• **Passage**
┄┄┄┄┄┄

A Poem is a Naked Person bears a striking resemblance, in style if not entirely in content, to a pair of quite radical contemporaneous films. The most obvious analog is Cocksucker Blues, Swiss-born photographer and indie filmmaker Robert Frank’s notorious backstage look at the Rolling Stones’ 1972 U.S. tour; a jumpy saturnalia of sexual escapades, heroin abuse, and hotel-room boredom, with occasional concert footage, it scandalized the band, who have enforced restrictions similar to those imposed on Blank’s movie upon its exhibition. Photographer William Eggleston’s long-gestating Stranded in Canton, which features pianist Jim Dickinson and musician/bank robber Jerry McGill among its cast of Memphis and New Orleans weirdoes and eccentrics, was shot on portable video equipment ca. 1973 and finally cut into something resembling finished form by Bluff City writer-documentarian Robert Gordon in 2005. It’s an incandescent rebel depiction of life on the distant fringes of art and music.
Frank’s and Eggleston’s highly personalized, jaggedly edited, impressionistic features, brimming with often appalling extra-musical incident, don’t fit the description of what we’ve come to call “music documentaries,” and neither do Blank’s pictures. The best-known films the director made before his encounter with Russell, though they boast musicians (Hopkins and Lipscomb) as their central figures, likewise operate well beyond the parameters of conventional music docs. Though there is a good deal of music-making and ass-shaking in them, they are at heart about the communities in which the music was made, with their indigenous landscapes, customs, cuisines, and spiritual concerns. An observer of folklife at heart, Blank was an unlikely, even incongruous, candidate to make a movie about a rock star – essentially, an industrial film for music consumers.
Like the subjects of Blank’s earlier films, Russell is witnessed at home a good deal, and the director slathers his film with super-saturated images of local color shot in and around the musician’s Oklahoma base – a pow-wow of the Tulsa Indian Club, a tractor pull, a holiday parade, a literal wild-goose chase, the implosion demolition of Tulsa’s ancient (and perfectly named) Bliss Hotel. But Russell – prematurely gray, long-haired and bearded, always bearing a glazed, slightly stoned mien -- appears before us as a man without a country, almost an alien, dislocated from his roots, ferried to his far-flung gigs in long limousines as black as hearses.

┄┄┄┄┄┄

• **Excerpted records**
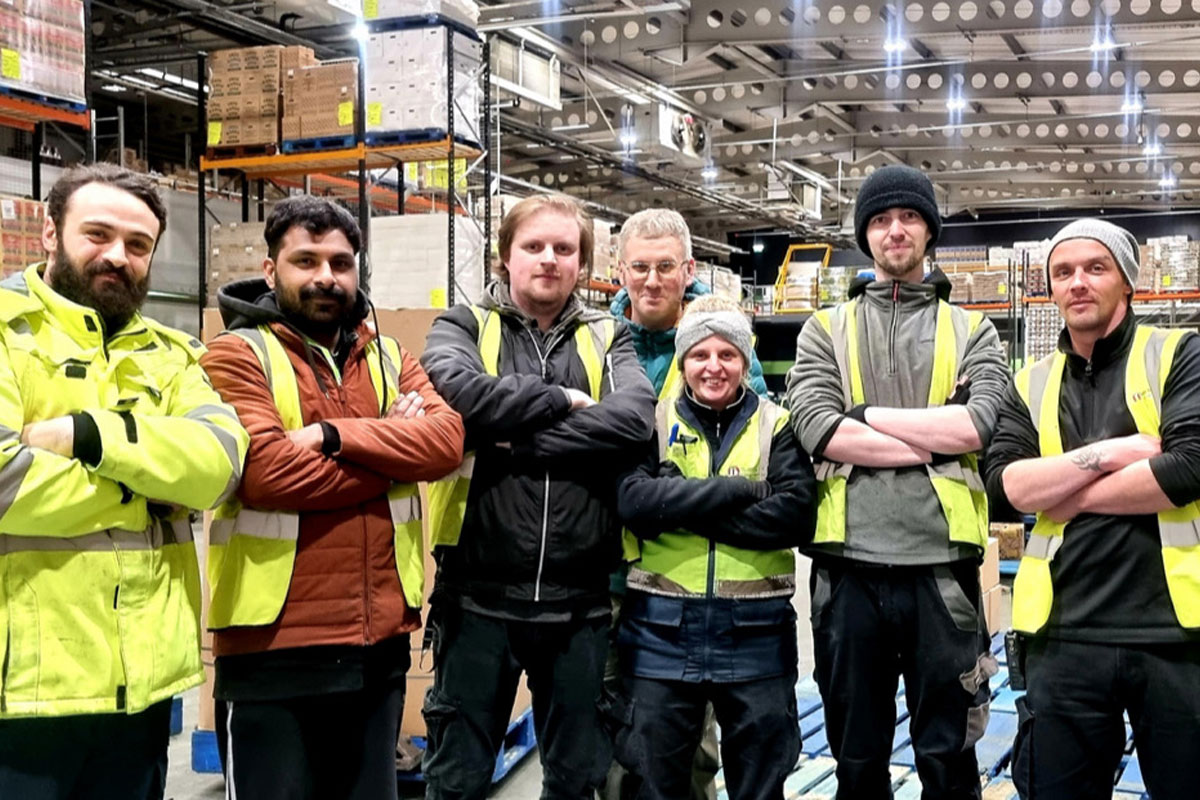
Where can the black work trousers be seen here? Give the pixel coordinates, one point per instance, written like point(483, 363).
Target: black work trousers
point(760, 735)
point(87, 757)
point(1072, 734)
point(478, 662)
point(336, 745)
point(871, 625)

┄┄┄┄┄┄

Quote the essay on A Poem is a Naked Person from "Like the subjects" to "black as hearses.". This data has no connection to the essay on the film A Poem is a Naked Person.

• **Output below**
Like the subjects of Blank’s earlier films, Russell is witnessed at home a good deal, and the director slathers his film with super-saturated images of local color shot in and around the musician’s Oklahoma base – a pow-wow of the Tulsa Indian Club, a tractor pull, a holiday parade, a literal wild-goose chase, the implosion demolition of Tulsa’s ancient (and perfectly named) Bliss Hotel. But Russell – prematurely gray, long-haired and bearded, always bearing a glazed, slightly stoned mien -- appears before us as a man without a country, almost an alien, dislocated from his roots, ferried to his far-flung gigs in long limousines as black as hearses.